===== Dataset
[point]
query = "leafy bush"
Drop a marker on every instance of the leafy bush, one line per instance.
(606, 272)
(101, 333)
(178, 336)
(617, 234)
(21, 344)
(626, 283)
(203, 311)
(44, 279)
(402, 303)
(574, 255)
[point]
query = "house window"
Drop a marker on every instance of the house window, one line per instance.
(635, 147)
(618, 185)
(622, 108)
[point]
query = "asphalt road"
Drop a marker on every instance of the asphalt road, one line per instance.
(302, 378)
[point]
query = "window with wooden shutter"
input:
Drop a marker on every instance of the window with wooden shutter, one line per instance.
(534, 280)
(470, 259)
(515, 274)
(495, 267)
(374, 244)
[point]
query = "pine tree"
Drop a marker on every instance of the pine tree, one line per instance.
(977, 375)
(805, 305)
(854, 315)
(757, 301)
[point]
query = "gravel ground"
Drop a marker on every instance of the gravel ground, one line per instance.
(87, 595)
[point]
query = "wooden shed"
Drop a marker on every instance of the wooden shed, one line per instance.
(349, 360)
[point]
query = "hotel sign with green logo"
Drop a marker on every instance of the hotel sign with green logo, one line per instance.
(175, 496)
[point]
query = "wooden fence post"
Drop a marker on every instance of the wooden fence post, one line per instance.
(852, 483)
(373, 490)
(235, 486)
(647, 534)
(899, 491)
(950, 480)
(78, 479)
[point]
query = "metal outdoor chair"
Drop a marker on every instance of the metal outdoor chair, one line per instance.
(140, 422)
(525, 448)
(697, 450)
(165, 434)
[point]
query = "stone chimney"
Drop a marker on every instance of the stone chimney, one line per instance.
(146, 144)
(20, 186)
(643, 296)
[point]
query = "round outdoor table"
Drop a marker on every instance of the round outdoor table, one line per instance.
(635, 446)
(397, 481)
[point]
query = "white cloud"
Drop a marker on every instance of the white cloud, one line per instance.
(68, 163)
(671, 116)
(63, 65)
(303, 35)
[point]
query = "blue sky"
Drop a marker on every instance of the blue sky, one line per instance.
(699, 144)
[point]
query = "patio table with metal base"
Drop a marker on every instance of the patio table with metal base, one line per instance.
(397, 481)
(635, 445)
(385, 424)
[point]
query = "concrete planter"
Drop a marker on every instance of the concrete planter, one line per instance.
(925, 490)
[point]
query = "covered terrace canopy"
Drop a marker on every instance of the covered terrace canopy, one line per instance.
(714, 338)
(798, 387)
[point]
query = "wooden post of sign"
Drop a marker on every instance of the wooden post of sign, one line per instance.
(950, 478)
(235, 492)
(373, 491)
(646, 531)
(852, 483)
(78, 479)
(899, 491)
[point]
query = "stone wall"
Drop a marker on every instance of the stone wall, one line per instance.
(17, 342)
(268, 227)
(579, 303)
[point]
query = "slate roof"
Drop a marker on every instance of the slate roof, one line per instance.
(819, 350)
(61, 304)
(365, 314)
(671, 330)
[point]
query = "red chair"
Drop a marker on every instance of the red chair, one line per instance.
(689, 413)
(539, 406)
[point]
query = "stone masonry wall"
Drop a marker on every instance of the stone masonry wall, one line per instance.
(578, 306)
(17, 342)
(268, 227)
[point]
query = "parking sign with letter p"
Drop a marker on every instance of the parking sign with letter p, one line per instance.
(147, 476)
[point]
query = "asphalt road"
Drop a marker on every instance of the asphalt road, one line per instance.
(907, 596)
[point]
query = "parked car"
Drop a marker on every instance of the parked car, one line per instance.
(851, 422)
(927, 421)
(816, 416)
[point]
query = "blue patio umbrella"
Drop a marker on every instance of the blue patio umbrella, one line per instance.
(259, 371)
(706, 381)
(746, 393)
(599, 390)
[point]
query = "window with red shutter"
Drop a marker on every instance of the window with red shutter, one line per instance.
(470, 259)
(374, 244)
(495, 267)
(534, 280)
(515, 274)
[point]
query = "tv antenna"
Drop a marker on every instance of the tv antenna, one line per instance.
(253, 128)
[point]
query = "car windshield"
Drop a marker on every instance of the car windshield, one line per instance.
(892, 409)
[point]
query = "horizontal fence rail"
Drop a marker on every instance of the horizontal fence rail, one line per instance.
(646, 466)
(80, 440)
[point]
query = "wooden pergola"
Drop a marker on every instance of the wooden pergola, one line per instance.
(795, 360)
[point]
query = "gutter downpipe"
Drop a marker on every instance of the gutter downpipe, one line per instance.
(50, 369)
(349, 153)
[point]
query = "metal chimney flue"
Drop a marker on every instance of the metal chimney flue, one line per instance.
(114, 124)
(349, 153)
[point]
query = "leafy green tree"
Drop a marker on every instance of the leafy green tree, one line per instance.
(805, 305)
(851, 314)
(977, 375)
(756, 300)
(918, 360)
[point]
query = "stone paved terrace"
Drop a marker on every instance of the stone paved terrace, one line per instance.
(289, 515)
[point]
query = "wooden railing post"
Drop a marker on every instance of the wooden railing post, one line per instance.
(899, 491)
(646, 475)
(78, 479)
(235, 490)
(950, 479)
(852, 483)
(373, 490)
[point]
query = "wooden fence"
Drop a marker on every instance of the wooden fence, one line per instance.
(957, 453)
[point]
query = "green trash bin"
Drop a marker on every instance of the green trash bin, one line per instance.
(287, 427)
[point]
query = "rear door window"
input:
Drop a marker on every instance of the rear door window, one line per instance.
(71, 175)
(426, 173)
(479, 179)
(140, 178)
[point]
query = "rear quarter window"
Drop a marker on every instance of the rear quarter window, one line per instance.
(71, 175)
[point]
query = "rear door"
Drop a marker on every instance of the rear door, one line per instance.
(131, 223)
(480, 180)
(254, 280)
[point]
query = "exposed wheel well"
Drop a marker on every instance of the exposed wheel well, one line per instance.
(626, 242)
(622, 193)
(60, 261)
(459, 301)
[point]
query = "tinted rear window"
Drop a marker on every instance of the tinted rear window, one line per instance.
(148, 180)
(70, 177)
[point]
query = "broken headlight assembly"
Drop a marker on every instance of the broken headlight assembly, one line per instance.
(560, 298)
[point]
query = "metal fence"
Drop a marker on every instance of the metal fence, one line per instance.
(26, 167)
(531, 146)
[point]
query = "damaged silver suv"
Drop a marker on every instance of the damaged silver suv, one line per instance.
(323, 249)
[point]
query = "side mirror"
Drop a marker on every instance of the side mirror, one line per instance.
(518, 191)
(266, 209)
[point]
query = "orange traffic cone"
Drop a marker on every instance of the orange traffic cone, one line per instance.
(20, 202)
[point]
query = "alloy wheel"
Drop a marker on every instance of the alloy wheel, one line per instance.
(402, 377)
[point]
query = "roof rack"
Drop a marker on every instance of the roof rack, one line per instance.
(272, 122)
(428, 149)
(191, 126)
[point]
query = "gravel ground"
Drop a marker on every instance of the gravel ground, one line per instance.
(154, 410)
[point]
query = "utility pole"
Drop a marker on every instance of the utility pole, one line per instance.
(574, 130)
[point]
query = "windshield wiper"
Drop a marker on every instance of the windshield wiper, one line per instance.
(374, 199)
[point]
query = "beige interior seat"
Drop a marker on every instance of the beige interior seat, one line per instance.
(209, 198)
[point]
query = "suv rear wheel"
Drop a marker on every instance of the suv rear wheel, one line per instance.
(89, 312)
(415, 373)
==========
Assigned task -
Output every entry exactly.

Response to the exercise -
[point]
query = "leafy bush"
Drop a marker on every instance of the leafy bush, one line per instance.
(606, 272)
(101, 333)
(178, 336)
(617, 234)
(21, 344)
(626, 283)
(203, 311)
(44, 279)
(402, 303)
(574, 255)
[point]
query = "house window"
Drop a marker on every instance of the house window, one line per instance.
(635, 147)
(618, 185)
(622, 108)
[point]
query = "asphalt road"
Drop a marker on every instance of the asphalt road, one line per instance.
(302, 378)
[point]
query = "window with wooden shutter"
input:
Drop a marker on every instance of the window with wooden shutter, one line per instance.
(534, 280)
(470, 259)
(515, 274)
(495, 267)
(374, 244)
[point]
query = "pine tree"
Drop a marker on every instance of the pine tree, one line per instance.
(977, 375)
(805, 305)
(854, 315)
(757, 301)
[point]
query = "gravel ground"
Drop a marker on every instance of the gravel ground, one line per instance.
(87, 595)
[point]
query = "wooden shed"
Drop a marker on every instance of the wooden shed, one line per instance.
(349, 360)
[point]
query = "hotel sign with green logo"
Drop a marker on every instance of the hotel sign with green logo, one line per instance.
(175, 496)
[point]
query = "wooden fence post"
Drop a marker on every instance of the wooden fence post, one line per instance.
(852, 483)
(373, 490)
(235, 486)
(647, 534)
(899, 491)
(950, 480)
(78, 479)
[point]
query = "metal outdoor chair"
Drop a marker on every instance of the metal outdoor chair, one line per instance.
(140, 422)
(525, 448)
(697, 450)
(165, 434)
[point]
query = "stone chimney"
Drop a marker on every instance of the stone chimney, one line per instance.
(146, 144)
(20, 186)
(643, 296)
[point]
query = "round outdoor table"
Drop a marker on every instance of the round outdoor table, one line per instance.
(635, 446)
(397, 481)
[point]
query = "white cloud"
Drop a marker on every instance of the white cloud, one line per instance.
(68, 163)
(671, 116)
(63, 65)
(303, 35)
[point]
query = "blue sky"
Drop a marker on every instance of the blue sky, one line per instance.
(699, 144)
[point]
query = "patio table with metal base"
Drop a marker on every instance of the patio table with metal base, one line per instance.
(397, 481)
(635, 445)
(385, 424)
[point]
query = "concrete planter"
Drop a marker on every instance of the concrete planter, one line per instance.
(925, 490)
[point]
query = "covered terrace canopy"
Drop a marker on every instance of the covered terrace canopy, one line per instance.
(714, 338)
(798, 387)
[point]
query = "wooden post of sign"
Drop a marker on every instance of the wooden post of sign, one line per instance.
(950, 478)
(235, 492)
(373, 491)
(646, 531)
(852, 483)
(78, 479)
(899, 491)
[point]
query = "stone wall"
Drop a marker on every instance of the stone wall, one line per instance.
(17, 342)
(268, 227)
(579, 303)
[point]
query = "slate roof"
Drop a marker on every instance of the slate roof, one line per instance.
(819, 350)
(61, 304)
(365, 314)
(671, 330)
[point]
query = "red chair"
Drop a marker on every instance of the red chair, one line per instance.
(689, 413)
(539, 406)
[point]
query = "stone masonry wall"
Drop a marker on every instance of the stone masonry wall, one line per instance.
(578, 306)
(17, 342)
(268, 227)
[point]
query = "parking sign with letter p"
Drop a marker on every instance of the parking sign with letter p, one line per instance.
(147, 476)
[point]
query = "asphalt road"
Drop a marker on every instance of the asphalt road, one line per instance.
(907, 596)
[point]
query = "parked car"
Drop a marker on every instance of the parked car, one line per instance.
(851, 422)
(927, 421)
(816, 416)
[point]
query = "blue patio umbrella"
Drop a marker on every instance of the blue patio umbrella, one line per instance.
(259, 371)
(706, 381)
(746, 393)
(599, 390)
[point]
query = "window with red shutter"
Drop a marker on every instance of the window with red shutter, one line per instance.
(470, 259)
(374, 244)
(495, 267)
(534, 280)
(515, 274)
[point]
query = "tv antenna"
Drop a marker on every instance of the tv antenna, one line per instance.
(253, 128)
[point]
query = "car windshield"
Drop a marker on every instance of the car windshield, one line per instance.
(892, 409)
[point]
query = "horizontal fence rail"
Drop a marker on every instance of the horizontal fence rail, one line per instance.
(646, 466)
(80, 440)
[point]
query = "wooden pergola"
Drop a marker on every instance of the wooden pergola, one line per instance.
(795, 360)
[point]
query = "gutter downpipe"
Drop a marker on every instance of the gutter downpipe, one line per instance.
(50, 369)
(349, 153)
[point]
query = "metal chimney flue"
Drop a marker on every instance of the metal chimney flue, one line per instance.
(114, 124)
(349, 153)
[point]
query = "leafy green tree"
Drop a marker on every instance of the leafy green tree, one line per instance.
(805, 305)
(851, 314)
(977, 375)
(756, 300)
(918, 360)
[point]
query = "stone paved terrace"
Drop a marker on every instance of the stone paved terrace, one line per instance.
(289, 515)
[point]
query = "wooden railing post"
Drop a marker on every instance of the wooden railing post, one line per instance.
(899, 491)
(646, 475)
(78, 479)
(235, 490)
(950, 479)
(852, 483)
(373, 490)
[point]
query = "wooden fence"
Drop a marker on every instance of the wooden fence, one line per instance.
(957, 453)
[point]
query = "green trash bin"
Drop a marker on every instance of the green trash bin, one line per instance.
(287, 427)
[point]
query = "rear door window"
input:
Drop a marker on every instance of the rear door window, one line per instance.
(71, 175)
(426, 173)
(479, 179)
(140, 178)
[point]
query = "rear quarter window"
Drop a marker on every instance of the rear quarter window, one line per instance.
(71, 175)
[point]
query = "rear door"
Drop a marker on every instance of the rear door, one line per instance.
(131, 223)
(480, 180)
(254, 280)
[point]
query = "exposed wheel well"
Drop a marker on every instance of the exposed wheel well, one line per instance.
(626, 242)
(622, 193)
(60, 261)
(459, 301)
[point]
query = "tinted rear window"
Drop a marker on every instance of the tinted rear window, one line per instance.
(148, 180)
(70, 177)
[point]
query = "broken headlight assembly"
Drop a marker on every instance of the broken headlight assembly, one line per instance.
(560, 298)
[point]
query = "metal fence"
Drop a marker on every instance of the metal fence, one line per instance.
(26, 167)
(531, 146)
[point]
query = "damaged silver suv"
Drop a marker on every instance of the damaged silver suv, one line per instance.
(323, 249)
[point]
query = "side mirror"
Drop a marker on every instance of the side mirror, one line per instance.
(518, 191)
(266, 209)
[point]
query = "orange traffic cone"
Drop a marker on every instance of the orange traffic cone, one line per instance.
(20, 202)
[point]
query = "alloy wheel"
Drop a marker on every instance of the alloy wheel, one line per instance.
(402, 377)
[point]
query = "roof rack"
Drop a marker on every instance of the roof rack, one line per instance.
(272, 122)
(428, 149)
(191, 126)
[point]
query = "gravel ground"
Drop a marker on every instance of the gravel ground, one line per instance.
(154, 410)
[point]
query = "utility pole"
Drop a marker on every instance of the utility pole, one line per instance.
(574, 130)
[point]
query = "windshield wiper"
Drop a marker on every instance of the windshield wiper, one line per instance.
(374, 199)
[point]
query = "beige interior seat"
Drop a marker on every instance of the beige interior seat, one line per instance.
(209, 198)
[point]
query = "suv rear wheel"
Drop a marker on every instance of the suv rear wheel, one line per instance.
(89, 312)
(415, 373)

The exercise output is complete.